#### Material supplied ####

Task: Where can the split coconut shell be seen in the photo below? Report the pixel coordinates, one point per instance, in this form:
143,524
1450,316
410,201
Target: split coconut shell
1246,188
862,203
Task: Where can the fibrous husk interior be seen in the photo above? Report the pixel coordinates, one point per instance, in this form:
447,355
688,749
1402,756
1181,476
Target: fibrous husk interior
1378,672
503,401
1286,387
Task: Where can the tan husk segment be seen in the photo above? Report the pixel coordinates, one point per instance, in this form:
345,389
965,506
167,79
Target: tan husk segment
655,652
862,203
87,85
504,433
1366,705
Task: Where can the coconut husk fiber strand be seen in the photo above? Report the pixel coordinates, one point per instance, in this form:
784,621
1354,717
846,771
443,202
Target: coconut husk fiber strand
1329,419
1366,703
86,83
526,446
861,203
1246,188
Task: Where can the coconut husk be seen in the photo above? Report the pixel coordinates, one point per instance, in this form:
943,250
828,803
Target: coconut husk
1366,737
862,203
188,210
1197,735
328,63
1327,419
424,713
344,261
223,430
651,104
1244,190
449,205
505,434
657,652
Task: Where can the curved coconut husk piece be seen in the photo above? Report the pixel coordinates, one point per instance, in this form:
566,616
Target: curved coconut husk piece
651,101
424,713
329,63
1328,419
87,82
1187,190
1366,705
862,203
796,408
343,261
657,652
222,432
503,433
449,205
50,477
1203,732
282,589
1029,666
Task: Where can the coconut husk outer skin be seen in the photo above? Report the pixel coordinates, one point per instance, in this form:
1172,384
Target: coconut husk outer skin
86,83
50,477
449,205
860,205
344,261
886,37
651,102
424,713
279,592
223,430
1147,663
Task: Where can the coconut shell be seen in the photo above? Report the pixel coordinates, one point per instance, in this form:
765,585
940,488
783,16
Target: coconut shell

####

### Directions for this task
Rescale the records from the line containing "Task: Where can the coconut husk outer" through the end of the records, both ends included, and write out all of those lines again, requests included. Multiply every coordinate in the answers by 0.55 and round to whole numbers, with halves rounding up. Leave the numbers in the requests and their format samples unchanged.

### Solution to the problem
Task: Where can the coconut husk outer skin be seen in the photo above? Report the pixel coordinates, one point per instance, in this form:
1172,384
Target: coconut husk outer skin
47,46
28,262
247,113
473,113
189,144
487,20
358,56
233,392
153,326
123,237
631,365
Task: Where can the coconut shell be seen in the photo above? Report the pixel coordinates, one point per instance, in this form:
765,585
940,488
783,16
Target: coconut shell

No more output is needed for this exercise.